West Lafayette, Indiana
April 21, 2005by
Jennifer Cutraro, Purdue
News
Corn grows just as well - if
not better - underground as in a typical greenhouse setting or
in the field, according to a team of Purdue University
researchers that is working with a company to develop techniques
for tightly controlled production of crops containing
pharmaceuticals such as antibodies.
 |
Deep
inside an abandoned mine in Marengo, Ind., Westin Rink
(at left) and Doug Ausenbaugh operate a growth chamber
impervious to outside elements. (Purdue Agricultural
Communication photo/Tom Campbell) |
The scientists, in partnership
with Controlled
Pharming Ventures LLC of McCordsville, Indiana, have
designed and built a crop-growth facility inside a 60-acre
former limestone mine in Marengo, a small town in southern
Indiana. The first test crop, planted in the underground
facility late last fall, produced more corn in a shorter time
period than plants grown in a greenhouse on the Purdue campus,
said Cary Mitchell, a Purdue professor of horticulture.
"This first planting performed
very well," Mitchell said. "We've shown that you can
successfully grow crops underground in a lighted but completely
contained facility. What we have here is a perfect model for
controlled-environment agriculture. This could jump-start a
whole industry."
Controlled- environment
agriculture is a system in which all the inputs required for
plant growth - light, temperature, carbon dioxide and humidity -
are regulated to maximize growth.
The team recently presented its
results at the NCR-101 annual conference. NCR-101 is a U.S.
Department of Agriculture committee dedicated to controlled
environment agriculture.

···

Brief –
Rewrite the underground corn article starting with "West Lafayette, Indiana" and going on through "such as antibodies.", swapping "greenhouse" for "hothouse".

···

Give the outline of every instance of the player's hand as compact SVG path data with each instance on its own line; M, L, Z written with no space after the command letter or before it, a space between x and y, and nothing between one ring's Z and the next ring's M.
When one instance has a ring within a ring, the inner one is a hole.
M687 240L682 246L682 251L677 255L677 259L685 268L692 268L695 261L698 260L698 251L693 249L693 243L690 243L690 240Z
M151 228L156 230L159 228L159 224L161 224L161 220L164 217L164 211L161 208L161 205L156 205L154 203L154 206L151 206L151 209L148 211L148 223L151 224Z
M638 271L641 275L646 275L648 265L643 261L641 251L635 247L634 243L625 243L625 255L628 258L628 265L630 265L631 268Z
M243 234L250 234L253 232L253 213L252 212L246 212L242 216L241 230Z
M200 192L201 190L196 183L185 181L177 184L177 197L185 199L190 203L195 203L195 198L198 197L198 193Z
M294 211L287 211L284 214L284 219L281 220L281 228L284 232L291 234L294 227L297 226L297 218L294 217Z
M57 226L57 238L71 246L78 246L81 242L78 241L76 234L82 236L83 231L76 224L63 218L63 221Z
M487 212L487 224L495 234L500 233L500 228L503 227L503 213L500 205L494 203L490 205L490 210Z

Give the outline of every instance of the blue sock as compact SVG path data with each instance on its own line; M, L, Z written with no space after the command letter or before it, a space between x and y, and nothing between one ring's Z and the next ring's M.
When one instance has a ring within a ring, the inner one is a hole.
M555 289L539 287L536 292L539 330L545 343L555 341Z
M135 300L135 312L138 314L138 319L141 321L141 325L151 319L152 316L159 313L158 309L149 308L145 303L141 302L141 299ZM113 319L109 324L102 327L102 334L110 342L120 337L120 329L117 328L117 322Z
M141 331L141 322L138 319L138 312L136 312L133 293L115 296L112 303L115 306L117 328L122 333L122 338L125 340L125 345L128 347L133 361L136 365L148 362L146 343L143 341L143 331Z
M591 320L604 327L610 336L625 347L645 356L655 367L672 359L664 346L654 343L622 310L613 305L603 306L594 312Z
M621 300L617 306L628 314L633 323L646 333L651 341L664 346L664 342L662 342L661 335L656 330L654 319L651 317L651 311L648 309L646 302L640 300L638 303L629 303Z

···

Response box –
West Lafayette, Indiana
April 21, 2005by
Jennifer Cutraro, Purdue
News
Corn grows just as well - if
not better - underground as in a typical hothouse setting or
in the field, according to a team of Purdue University
researchers that is working with a company to develop techniques
for tightly controlled production of crops containing
pharmaceuticals such as antibodies.